§ PROBLEM DETAILS: Can you rewrite everything in the Moana review from "Watching Moana, seeing" down to "seeing in color.", putting "full color" in place of "color"?

One of the hardest aspects of writing this review is trying to explain what it’s like to never see yourself reflected in any media, ever. It’s a subtle and insidious kind of gaslighting. You don’t just feel invisible, you begin to doubt your own identity.

Watching Moana, seeing glimpses of my culture and animated characters who actually look like me, it felt like the world had been in black and white and suddenly I was seeing in color.

For me, Moana is about diaspora. The people of Motonui's lost connection with their past resonated deeply with me. As did Moana’s love of the ocean. The scene for "We Know the Way," depicting Wayfinding, and with its message of cultural pride, felt like it was for me.

There were a lot of things for me to love and relate to in Moana. While I enjoyed most of the songs, the stunning animation, and the underlying themes, there were a lot flaws that kept it from being a great Disney film. Poor pacing, a convoluted plot and unnecessary scenes, like a musical number that only seems to exist solely to pay tribute to David Bowie. (Who, last time I checked, wasn’t Polynesian.)

§ DATA PROVIDED:
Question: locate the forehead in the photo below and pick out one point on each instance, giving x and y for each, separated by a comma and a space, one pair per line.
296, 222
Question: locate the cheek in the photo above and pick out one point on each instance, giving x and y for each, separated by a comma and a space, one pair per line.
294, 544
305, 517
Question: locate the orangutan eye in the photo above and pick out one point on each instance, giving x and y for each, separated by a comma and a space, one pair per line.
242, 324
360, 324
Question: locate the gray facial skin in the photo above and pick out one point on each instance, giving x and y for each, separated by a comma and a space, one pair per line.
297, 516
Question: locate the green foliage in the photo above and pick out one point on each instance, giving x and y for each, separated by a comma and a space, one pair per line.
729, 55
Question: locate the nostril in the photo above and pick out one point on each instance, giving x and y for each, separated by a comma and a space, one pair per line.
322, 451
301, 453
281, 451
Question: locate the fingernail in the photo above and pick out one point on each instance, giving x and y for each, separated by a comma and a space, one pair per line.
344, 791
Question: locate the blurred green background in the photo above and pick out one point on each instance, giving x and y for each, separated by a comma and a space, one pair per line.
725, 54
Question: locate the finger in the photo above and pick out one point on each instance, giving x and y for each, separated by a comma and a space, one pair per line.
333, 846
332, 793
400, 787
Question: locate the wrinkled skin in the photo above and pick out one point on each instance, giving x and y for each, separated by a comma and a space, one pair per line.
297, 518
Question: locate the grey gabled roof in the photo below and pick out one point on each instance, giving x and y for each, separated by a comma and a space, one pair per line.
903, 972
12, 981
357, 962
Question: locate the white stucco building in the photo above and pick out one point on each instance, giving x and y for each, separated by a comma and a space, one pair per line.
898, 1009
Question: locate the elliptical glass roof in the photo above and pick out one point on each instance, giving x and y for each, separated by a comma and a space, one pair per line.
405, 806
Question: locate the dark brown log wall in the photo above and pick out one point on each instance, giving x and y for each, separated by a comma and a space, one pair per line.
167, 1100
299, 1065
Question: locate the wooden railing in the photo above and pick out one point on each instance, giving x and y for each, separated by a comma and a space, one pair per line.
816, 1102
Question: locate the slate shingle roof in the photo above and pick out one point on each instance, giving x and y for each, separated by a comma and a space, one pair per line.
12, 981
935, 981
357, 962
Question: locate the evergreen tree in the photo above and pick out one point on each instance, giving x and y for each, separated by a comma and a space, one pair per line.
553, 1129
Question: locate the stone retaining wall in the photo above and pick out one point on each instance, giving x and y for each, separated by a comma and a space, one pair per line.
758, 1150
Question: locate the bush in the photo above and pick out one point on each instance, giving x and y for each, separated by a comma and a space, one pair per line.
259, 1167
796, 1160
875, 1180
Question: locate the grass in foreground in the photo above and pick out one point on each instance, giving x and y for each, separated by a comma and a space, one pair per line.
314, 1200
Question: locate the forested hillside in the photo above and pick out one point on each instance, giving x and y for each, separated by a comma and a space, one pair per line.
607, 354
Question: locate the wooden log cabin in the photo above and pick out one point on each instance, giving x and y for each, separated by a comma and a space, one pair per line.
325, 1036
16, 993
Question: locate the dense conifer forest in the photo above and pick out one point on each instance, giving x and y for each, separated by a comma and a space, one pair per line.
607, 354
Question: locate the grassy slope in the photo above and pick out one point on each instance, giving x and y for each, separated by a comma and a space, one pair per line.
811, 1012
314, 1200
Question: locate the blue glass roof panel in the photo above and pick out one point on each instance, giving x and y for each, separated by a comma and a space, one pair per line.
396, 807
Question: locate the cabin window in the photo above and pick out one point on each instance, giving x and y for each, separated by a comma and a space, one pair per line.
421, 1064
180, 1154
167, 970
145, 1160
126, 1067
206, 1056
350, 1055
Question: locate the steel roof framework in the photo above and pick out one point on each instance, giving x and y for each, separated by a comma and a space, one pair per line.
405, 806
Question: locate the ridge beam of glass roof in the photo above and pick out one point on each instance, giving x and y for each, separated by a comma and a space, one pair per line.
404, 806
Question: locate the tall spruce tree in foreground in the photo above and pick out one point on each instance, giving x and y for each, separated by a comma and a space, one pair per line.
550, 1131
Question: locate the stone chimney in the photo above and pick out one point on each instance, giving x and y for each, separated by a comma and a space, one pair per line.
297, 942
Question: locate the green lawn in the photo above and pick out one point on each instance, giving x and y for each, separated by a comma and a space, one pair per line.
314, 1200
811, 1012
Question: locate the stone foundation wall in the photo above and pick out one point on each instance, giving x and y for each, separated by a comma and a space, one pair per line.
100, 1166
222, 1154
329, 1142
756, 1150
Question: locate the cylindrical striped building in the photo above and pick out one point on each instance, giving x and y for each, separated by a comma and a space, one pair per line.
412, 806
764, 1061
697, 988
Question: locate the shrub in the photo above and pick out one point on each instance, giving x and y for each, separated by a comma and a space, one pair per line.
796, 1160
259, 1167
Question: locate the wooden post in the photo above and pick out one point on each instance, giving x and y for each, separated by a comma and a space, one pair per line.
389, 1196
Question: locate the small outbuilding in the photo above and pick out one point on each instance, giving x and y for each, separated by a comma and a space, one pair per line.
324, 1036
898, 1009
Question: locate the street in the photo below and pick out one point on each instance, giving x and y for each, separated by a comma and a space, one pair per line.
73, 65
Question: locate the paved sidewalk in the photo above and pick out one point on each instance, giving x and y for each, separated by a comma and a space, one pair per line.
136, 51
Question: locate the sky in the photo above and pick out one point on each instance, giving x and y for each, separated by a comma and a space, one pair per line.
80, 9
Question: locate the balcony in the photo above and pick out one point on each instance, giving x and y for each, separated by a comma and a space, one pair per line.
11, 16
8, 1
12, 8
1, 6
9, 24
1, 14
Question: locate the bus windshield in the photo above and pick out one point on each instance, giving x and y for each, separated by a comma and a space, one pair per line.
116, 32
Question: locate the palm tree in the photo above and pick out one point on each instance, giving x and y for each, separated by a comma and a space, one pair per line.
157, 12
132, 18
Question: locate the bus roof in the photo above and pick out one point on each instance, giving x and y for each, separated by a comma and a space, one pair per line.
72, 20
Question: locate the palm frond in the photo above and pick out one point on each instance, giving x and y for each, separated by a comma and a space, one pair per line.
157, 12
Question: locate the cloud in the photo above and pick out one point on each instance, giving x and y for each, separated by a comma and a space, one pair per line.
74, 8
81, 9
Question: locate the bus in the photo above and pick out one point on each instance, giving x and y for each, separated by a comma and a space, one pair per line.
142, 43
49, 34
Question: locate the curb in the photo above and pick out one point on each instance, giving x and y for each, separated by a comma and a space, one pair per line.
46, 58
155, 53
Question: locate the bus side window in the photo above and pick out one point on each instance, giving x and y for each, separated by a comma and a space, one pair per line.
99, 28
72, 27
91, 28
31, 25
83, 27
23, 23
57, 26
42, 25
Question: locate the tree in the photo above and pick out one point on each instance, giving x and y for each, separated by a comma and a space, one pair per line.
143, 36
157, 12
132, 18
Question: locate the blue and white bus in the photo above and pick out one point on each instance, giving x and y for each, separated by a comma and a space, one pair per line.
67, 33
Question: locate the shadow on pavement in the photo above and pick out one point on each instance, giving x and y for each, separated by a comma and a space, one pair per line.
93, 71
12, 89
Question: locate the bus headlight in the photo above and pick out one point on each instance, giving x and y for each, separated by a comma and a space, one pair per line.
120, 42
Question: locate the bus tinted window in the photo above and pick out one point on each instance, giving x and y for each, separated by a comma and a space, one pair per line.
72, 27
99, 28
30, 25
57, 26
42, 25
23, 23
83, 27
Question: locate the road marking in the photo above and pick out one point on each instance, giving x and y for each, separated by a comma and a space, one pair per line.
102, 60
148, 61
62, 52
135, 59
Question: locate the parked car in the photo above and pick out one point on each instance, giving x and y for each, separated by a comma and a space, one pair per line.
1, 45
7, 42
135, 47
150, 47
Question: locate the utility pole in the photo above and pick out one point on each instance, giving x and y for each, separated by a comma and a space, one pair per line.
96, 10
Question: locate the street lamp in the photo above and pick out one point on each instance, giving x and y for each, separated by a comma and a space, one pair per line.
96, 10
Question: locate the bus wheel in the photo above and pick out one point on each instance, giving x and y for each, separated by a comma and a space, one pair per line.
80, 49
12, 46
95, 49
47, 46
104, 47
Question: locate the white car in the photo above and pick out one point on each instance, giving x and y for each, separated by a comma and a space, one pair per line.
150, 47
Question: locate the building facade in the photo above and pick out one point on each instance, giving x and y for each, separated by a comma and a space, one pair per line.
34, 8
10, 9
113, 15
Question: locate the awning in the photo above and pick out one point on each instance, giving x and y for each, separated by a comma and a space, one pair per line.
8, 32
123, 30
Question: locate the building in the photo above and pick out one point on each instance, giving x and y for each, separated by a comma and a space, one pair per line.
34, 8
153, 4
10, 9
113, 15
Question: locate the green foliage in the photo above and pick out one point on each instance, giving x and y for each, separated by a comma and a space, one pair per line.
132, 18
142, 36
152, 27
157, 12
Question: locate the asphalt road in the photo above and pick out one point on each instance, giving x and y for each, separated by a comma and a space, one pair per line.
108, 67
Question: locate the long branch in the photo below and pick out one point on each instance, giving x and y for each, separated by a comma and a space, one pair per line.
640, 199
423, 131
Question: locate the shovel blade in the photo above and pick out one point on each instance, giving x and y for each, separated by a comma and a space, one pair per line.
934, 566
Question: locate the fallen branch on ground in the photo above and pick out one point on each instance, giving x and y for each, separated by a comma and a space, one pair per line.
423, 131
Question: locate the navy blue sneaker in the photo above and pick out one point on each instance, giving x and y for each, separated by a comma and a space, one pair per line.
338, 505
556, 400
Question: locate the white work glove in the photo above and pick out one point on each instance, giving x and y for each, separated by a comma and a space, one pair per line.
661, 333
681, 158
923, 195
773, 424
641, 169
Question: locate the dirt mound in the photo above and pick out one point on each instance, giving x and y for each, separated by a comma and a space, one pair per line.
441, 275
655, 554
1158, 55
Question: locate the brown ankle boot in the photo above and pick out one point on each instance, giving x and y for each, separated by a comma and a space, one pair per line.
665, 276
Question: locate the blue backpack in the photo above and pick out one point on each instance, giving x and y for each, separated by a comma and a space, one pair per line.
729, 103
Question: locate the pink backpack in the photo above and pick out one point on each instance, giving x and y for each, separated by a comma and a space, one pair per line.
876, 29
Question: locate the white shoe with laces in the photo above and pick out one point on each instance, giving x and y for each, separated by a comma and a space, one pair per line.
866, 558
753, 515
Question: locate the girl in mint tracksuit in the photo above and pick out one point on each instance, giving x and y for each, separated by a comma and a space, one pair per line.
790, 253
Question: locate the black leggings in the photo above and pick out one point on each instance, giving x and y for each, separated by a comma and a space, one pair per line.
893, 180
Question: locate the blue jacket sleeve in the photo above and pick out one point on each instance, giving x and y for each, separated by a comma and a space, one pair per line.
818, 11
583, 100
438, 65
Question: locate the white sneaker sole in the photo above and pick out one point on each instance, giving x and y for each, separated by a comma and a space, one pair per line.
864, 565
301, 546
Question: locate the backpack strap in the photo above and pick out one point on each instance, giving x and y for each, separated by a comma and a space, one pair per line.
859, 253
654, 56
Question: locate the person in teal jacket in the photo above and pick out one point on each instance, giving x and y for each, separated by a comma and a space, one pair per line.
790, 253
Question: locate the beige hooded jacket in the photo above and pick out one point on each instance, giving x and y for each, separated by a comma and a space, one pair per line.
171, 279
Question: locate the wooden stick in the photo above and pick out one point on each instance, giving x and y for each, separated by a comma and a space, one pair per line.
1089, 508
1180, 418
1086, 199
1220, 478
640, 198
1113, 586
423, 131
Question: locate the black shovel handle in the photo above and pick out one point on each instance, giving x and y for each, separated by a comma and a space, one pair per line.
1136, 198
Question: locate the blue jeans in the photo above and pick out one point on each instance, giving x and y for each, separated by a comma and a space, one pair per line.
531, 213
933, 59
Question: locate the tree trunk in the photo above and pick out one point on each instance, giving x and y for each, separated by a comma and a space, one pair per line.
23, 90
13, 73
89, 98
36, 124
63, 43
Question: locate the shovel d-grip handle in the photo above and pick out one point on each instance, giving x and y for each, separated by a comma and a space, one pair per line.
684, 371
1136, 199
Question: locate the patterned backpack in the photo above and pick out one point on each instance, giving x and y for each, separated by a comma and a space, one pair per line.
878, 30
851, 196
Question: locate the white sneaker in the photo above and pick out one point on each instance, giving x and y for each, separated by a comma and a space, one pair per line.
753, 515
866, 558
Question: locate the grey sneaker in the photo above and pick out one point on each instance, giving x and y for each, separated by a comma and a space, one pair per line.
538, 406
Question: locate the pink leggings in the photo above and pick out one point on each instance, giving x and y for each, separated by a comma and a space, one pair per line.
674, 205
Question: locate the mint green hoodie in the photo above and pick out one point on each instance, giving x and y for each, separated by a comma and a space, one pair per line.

§ RESPONSE TO THE EXERCISE:
Watching Moana, seeing glimpses of my culture and animated characters who actually look like me, it felt like the world had been in black and white and suddenly I was seeing in full color.